**Brief:** Every line of the listing is to be printed again exactly.

Supplied records Block Start

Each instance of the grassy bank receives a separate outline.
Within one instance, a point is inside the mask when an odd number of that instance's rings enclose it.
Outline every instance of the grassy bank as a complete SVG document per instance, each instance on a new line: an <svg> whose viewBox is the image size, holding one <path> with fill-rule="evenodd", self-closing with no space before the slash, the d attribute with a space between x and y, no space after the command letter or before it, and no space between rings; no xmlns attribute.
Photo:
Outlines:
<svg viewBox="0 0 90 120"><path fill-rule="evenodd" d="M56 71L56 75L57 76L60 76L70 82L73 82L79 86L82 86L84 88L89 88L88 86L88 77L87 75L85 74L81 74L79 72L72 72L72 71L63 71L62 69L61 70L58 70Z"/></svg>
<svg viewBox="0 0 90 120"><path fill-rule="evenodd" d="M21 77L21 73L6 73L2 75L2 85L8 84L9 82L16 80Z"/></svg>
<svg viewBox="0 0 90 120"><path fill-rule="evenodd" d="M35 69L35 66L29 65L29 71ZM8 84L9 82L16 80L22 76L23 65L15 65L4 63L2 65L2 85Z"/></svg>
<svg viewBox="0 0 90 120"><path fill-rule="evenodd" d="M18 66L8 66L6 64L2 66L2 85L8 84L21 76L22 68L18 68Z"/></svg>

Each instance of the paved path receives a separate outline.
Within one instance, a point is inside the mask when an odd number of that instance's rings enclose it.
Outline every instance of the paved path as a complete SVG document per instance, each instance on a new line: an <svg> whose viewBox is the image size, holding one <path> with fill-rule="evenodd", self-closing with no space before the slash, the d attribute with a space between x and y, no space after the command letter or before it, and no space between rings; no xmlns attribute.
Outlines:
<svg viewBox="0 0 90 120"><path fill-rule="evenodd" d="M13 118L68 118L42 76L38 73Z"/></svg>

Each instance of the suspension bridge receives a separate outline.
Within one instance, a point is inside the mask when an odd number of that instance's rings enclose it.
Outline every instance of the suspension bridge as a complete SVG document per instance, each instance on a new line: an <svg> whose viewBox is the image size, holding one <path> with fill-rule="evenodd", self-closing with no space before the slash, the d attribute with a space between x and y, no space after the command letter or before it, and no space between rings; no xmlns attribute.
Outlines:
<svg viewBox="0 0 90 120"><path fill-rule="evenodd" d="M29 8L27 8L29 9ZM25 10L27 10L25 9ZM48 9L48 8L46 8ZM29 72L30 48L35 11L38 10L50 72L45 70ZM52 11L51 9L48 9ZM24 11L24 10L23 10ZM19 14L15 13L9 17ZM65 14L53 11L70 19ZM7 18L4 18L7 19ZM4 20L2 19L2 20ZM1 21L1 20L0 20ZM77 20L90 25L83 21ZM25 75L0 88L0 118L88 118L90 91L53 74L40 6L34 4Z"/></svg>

Supplied records Block End

**Solution below:**
Each instance of the grassy bank receives a separate outline.
Within one instance, a point is inside the mask when an odd number of that instance's rings enclose it.
Outline every instance of the grassy bank as a complete SVG document per instance, each instance on a new line: an <svg> whose viewBox is the image size, holding one <path> with fill-rule="evenodd", self-closing with no space before the slash, the d attribute with a space between x and y, no space after the command letter or before it, and no space between rings; no xmlns attribute.
Photo:
Outlines:
<svg viewBox="0 0 90 120"><path fill-rule="evenodd" d="M56 71L56 75L57 76L60 76L70 82L73 82L79 86L82 86L84 88L89 88L88 86L88 77L87 75L85 74L81 74L79 72L72 72L72 71L63 71L62 69L61 70L58 70Z"/></svg>
<svg viewBox="0 0 90 120"><path fill-rule="evenodd" d="M21 77L21 73L6 73L2 75L2 85L8 84L9 82L16 80Z"/></svg>
<svg viewBox="0 0 90 120"><path fill-rule="evenodd" d="M35 69L35 66L29 65L29 71ZM8 84L9 82L16 80L22 76L23 65L15 65L4 63L2 65L2 85Z"/></svg>
<svg viewBox="0 0 90 120"><path fill-rule="evenodd" d="M18 66L8 66L6 64L2 66L2 85L8 84L21 76L22 68L18 68Z"/></svg>

Each instance of the paved path receives a separate outline.
Within one instance, a point is inside the mask when an odd number of that instance's rings enclose it.
Outline every instance of the paved path as a complete SVG document per instance, each instance on a new line: an <svg> whose viewBox is the image size, holding one <path> with fill-rule="evenodd", self-closing with no space before the slash, the d attribute with a space between x and y, no space after the command letter or before it, and no space between rings; no xmlns attribute.
Outlines:
<svg viewBox="0 0 90 120"><path fill-rule="evenodd" d="M13 118L68 118L42 76L38 73Z"/></svg>

Each instance of the suspension bridge receives a separate outline.
Within one instance, a point is inside the mask when an odd number of that instance's rings enclose it.
Outline every instance of the suspension bridge as a complete SVG document per instance, each instance on a new line: an <svg> whose viewBox is the image size, holding one <path> with fill-rule="evenodd", self-closing with no space before the slash, the d attribute with a space between x and y, no space after the command letter or before it, and no space between rings; no xmlns attribute.
Outlines:
<svg viewBox="0 0 90 120"><path fill-rule="evenodd" d="M29 8L27 8L29 9ZM25 10L27 10L25 9ZM48 9L48 8L46 8ZM29 72L30 48L35 11L38 10L50 72L45 70ZM52 11L51 9L48 9ZM24 11L24 10L23 10ZM19 14L15 13L9 17ZM65 14L53 11L70 19ZM7 18L4 18L7 19ZM4 20L2 19L2 20ZM1 21L1 20L0 20ZM77 20L90 25L83 21ZM25 75L0 88L0 118L88 118L90 91L53 74L40 6L34 4Z"/></svg>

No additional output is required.